- _PROBLEM DESCRIPTION_
The result should be an exact copy of the data, free of pictures.

===== RECORDS

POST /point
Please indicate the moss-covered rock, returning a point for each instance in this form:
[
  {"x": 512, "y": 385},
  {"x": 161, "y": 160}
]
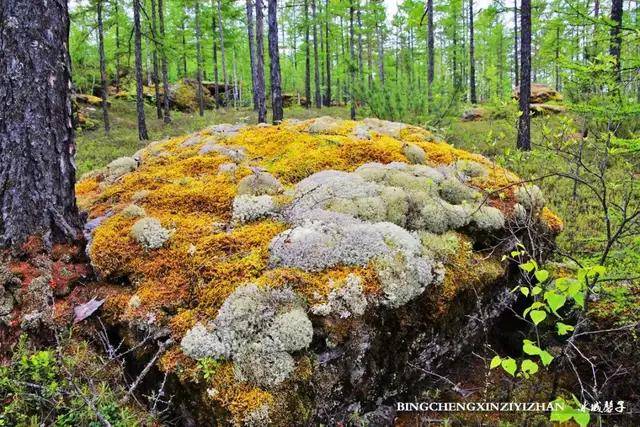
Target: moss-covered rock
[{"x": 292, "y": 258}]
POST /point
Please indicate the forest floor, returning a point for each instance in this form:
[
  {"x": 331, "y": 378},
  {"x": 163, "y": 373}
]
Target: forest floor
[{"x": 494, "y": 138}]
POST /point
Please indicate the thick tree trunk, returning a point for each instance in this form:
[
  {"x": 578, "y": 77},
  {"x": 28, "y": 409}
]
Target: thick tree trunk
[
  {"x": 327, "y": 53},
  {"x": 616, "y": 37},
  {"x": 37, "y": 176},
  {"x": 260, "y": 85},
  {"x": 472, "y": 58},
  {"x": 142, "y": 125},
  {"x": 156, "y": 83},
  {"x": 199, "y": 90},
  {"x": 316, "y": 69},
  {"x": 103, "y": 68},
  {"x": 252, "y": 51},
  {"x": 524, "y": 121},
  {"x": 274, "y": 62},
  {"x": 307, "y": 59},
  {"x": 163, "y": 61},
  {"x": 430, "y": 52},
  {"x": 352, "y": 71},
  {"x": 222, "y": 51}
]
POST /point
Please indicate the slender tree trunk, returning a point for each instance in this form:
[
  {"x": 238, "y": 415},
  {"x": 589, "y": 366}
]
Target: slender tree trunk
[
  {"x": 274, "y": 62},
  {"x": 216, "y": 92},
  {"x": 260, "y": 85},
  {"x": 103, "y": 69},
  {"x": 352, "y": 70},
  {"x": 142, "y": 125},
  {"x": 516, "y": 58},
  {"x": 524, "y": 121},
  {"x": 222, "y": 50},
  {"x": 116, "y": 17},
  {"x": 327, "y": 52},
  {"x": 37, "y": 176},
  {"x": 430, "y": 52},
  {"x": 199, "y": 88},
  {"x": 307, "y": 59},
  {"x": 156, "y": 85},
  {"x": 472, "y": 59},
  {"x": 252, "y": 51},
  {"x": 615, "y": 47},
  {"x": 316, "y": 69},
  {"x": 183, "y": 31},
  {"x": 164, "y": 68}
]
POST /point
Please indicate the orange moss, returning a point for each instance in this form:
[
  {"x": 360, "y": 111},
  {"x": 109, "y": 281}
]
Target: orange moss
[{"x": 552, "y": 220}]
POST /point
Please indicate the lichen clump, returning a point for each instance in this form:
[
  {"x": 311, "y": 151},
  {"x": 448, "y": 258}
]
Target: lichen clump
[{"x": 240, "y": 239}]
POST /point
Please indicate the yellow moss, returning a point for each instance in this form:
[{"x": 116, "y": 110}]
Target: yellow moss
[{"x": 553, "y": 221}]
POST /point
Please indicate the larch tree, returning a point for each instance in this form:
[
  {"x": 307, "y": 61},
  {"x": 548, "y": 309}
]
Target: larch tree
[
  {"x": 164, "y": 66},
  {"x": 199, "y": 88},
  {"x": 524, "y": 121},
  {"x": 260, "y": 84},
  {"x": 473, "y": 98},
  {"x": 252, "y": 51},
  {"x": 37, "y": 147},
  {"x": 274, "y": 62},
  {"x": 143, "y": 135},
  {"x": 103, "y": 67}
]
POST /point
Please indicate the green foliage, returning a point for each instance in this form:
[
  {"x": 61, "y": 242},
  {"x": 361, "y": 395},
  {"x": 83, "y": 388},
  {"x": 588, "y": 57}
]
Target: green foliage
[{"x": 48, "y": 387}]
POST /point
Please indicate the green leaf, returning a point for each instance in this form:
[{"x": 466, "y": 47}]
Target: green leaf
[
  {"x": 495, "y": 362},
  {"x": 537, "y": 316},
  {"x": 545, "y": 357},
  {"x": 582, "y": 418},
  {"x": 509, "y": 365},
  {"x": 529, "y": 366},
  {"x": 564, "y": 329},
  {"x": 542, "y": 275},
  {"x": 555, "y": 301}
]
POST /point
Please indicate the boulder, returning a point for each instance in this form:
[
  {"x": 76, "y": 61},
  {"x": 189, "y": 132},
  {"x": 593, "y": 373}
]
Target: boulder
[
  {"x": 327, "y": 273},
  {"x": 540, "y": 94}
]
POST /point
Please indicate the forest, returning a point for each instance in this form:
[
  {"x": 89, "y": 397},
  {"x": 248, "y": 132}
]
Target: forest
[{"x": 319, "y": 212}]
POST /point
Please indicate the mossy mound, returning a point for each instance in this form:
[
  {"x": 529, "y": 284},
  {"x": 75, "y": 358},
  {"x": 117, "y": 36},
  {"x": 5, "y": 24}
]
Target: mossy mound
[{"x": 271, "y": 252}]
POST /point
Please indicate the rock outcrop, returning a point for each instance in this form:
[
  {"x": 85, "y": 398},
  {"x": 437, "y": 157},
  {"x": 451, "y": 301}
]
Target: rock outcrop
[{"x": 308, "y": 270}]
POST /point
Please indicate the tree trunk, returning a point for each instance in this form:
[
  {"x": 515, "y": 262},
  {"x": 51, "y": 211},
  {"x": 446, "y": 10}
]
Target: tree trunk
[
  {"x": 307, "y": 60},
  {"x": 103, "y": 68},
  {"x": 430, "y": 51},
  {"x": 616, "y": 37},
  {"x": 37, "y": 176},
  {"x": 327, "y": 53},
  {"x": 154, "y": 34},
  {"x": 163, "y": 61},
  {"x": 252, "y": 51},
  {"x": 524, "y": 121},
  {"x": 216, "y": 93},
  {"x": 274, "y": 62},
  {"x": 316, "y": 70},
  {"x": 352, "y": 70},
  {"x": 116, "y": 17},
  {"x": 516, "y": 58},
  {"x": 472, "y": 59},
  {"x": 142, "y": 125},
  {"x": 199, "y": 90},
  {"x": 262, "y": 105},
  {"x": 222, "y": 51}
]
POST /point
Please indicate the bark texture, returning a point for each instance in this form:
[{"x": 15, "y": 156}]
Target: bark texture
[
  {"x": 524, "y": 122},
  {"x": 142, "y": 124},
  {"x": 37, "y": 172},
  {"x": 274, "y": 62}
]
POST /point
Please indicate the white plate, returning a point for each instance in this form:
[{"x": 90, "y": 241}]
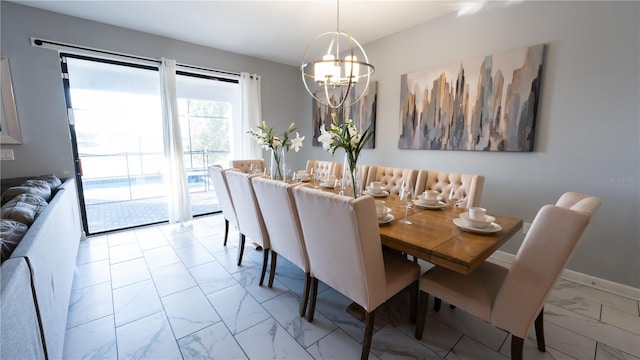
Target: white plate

==========

- _ANSWER FOR THIS EXERCISE_
POST /point
Please indicate the moss-covered rock, returning a point for each instance in this form:
[
  {"x": 512, "y": 385},
  {"x": 161, "y": 160}
]
Target: moss-covered rock
[{"x": 292, "y": 258}]
POST /point
Please indicate the forest floor, returning a point for each instance in this form:
[
  {"x": 331, "y": 378},
  {"x": 163, "y": 373}
]
Target: forest floor
[{"x": 494, "y": 138}]
POST /point
Please indicate the thick tree trunk, returning a point for each instance in this form:
[
  {"x": 578, "y": 77},
  {"x": 28, "y": 409}
]
Target: thick tree trunk
[
  {"x": 327, "y": 53},
  {"x": 616, "y": 37},
  {"x": 37, "y": 176},
  {"x": 260, "y": 85},
  {"x": 472, "y": 58},
  {"x": 142, "y": 125},
  {"x": 156, "y": 83},
  {"x": 199, "y": 90},
  {"x": 316, "y": 69},
  {"x": 103, "y": 68},
  {"x": 252, "y": 51},
  {"x": 524, "y": 121},
  {"x": 274, "y": 62},
  {"x": 307, "y": 59},
  {"x": 163, "y": 61},
  {"x": 430, "y": 52},
  {"x": 352, "y": 71},
  {"x": 222, "y": 51}
]
POST /point
Please indicate the slender tree trunk, returning a point for each instance in this form:
[
  {"x": 238, "y": 415},
  {"x": 589, "y": 366}
]
Target: slender tree trunk
[
  {"x": 274, "y": 62},
  {"x": 216, "y": 92},
  {"x": 260, "y": 85},
  {"x": 103, "y": 69},
  {"x": 352, "y": 70},
  {"x": 142, "y": 125},
  {"x": 516, "y": 58},
  {"x": 524, "y": 121},
  {"x": 222, "y": 50},
  {"x": 116, "y": 17},
  {"x": 327, "y": 52},
  {"x": 37, "y": 176},
  {"x": 430, "y": 52},
  {"x": 199, "y": 88},
  {"x": 307, "y": 59},
  {"x": 156, "y": 85},
  {"x": 472, "y": 59},
  {"x": 252, "y": 51},
  {"x": 615, "y": 47},
  {"x": 316, "y": 69},
  {"x": 183, "y": 31},
  {"x": 164, "y": 68}
]
POST /point
Please indicate the orange moss, returning a point for each instance in this form:
[
  {"x": 360, "y": 111},
  {"x": 109, "y": 281}
]
Target: orange moss
[{"x": 552, "y": 220}]
POST /point
Please indicate the lichen clump, returning a point for each instance in this form:
[
  {"x": 311, "y": 151},
  {"x": 448, "y": 258}
]
Target: lichen clump
[{"x": 240, "y": 239}]
POST /point
Please indicate the yellow moss, returning a point for each instance in this form:
[{"x": 116, "y": 110}]
Target: yellow moss
[{"x": 553, "y": 221}]
POST /point
Please indicate the larch tree, returning a point for each instance in this form:
[
  {"x": 307, "y": 61},
  {"x": 548, "y": 309}
]
Target: larch tree
[
  {"x": 164, "y": 66},
  {"x": 199, "y": 88},
  {"x": 524, "y": 121},
  {"x": 260, "y": 84},
  {"x": 473, "y": 98},
  {"x": 252, "y": 51},
  {"x": 37, "y": 147},
  {"x": 274, "y": 62},
  {"x": 143, "y": 135},
  {"x": 103, "y": 67}
]
POST /point
Please indicate the green foliage, returning a point for each instance in this form:
[
  {"x": 61, "y": 242},
  {"x": 361, "y": 395},
  {"x": 83, "y": 388},
  {"x": 588, "y": 57}
]
Target: green foliage
[{"x": 48, "y": 387}]
POST /point
Please indicate the green leaf, returning a point for each instance in this form:
[{"x": 466, "y": 47}]
Target: green leaf
[
  {"x": 495, "y": 362},
  {"x": 537, "y": 316},
  {"x": 545, "y": 357},
  {"x": 582, "y": 418},
  {"x": 509, "y": 365},
  {"x": 529, "y": 366},
  {"x": 564, "y": 329},
  {"x": 542, "y": 275},
  {"x": 555, "y": 301}
]
POST /point
Please indicate the boulder, returning a point for each instance in this form:
[
  {"x": 76, "y": 61},
  {"x": 189, "y": 132},
  {"x": 593, "y": 373}
]
Target: boulder
[
  {"x": 327, "y": 273},
  {"x": 540, "y": 94}
]
POST /point
Please indicate the forest, returning a point for each instance in this form:
[
  {"x": 89, "y": 397},
  {"x": 248, "y": 132}
]
Target: forest
[{"x": 319, "y": 212}]
POST /point
Please indicate the mossy mound, returning a point for each instance in this form:
[
  {"x": 529, "y": 284},
  {"x": 75, "y": 358},
  {"x": 117, "y": 36},
  {"x": 5, "y": 24}
]
Target: mossy mound
[{"x": 271, "y": 252}]
POST /point
Please indicate the rock outcrop, returning a point for each instance in this form:
[
  {"x": 85, "y": 398},
  {"x": 437, "y": 157},
  {"x": 451, "y": 301}
]
Target: rock outcrop
[{"x": 308, "y": 270}]
POST /point
Please indicate the tree trunk, returning a point for each instance in this form:
[
  {"x": 515, "y": 262},
  {"x": 51, "y": 211},
  {"x": 446, "y": 10}
]
Target: tree trunk
[
  {"x": 307, "y": 60},
  {"x": 103, "y": 68},
  {"x": 430, "y": 51},
  {"x": 616, "y": 37},
  {"x": 37, "y": 176},
  {"x": 327, "y": 53},
  {"x": 154, "y": 34},
  {"x": 163, "y": 61},
  {"x": 252, "y": 51},
  {"x": 524, "y": 121},
  {"x": 216, "y": 93},
  {"x": 274, "y": 62},
  {"x": 316, "y": 70},
  {"x": 352, "y": 70},
  {"x": 116, "y": 17},
  {"x": 516, "y": 58},
  {"x": 472, "y": 59},
  {"x": 142, "y": 125},
  {"x": 199, "y": 90},
  {"x": 262, "y": 105},
  {"x": 222, "y": 51}
]
POST /point
Please indicate the bark texture, returning a point for each instance in this form:
[{"x": 15, "y": 156}]
Target: bark texture
[
  {"x": 524, "y": 122},
  {"x": 142, "y": 124},
  {"x": 37, "y": 172},
  {"x": 274, "y": 62}
]
POST /point
Please indicate the white plate, returning a point for each instance in this form:
[{"x": 90, "y": 241}]
Target: white plate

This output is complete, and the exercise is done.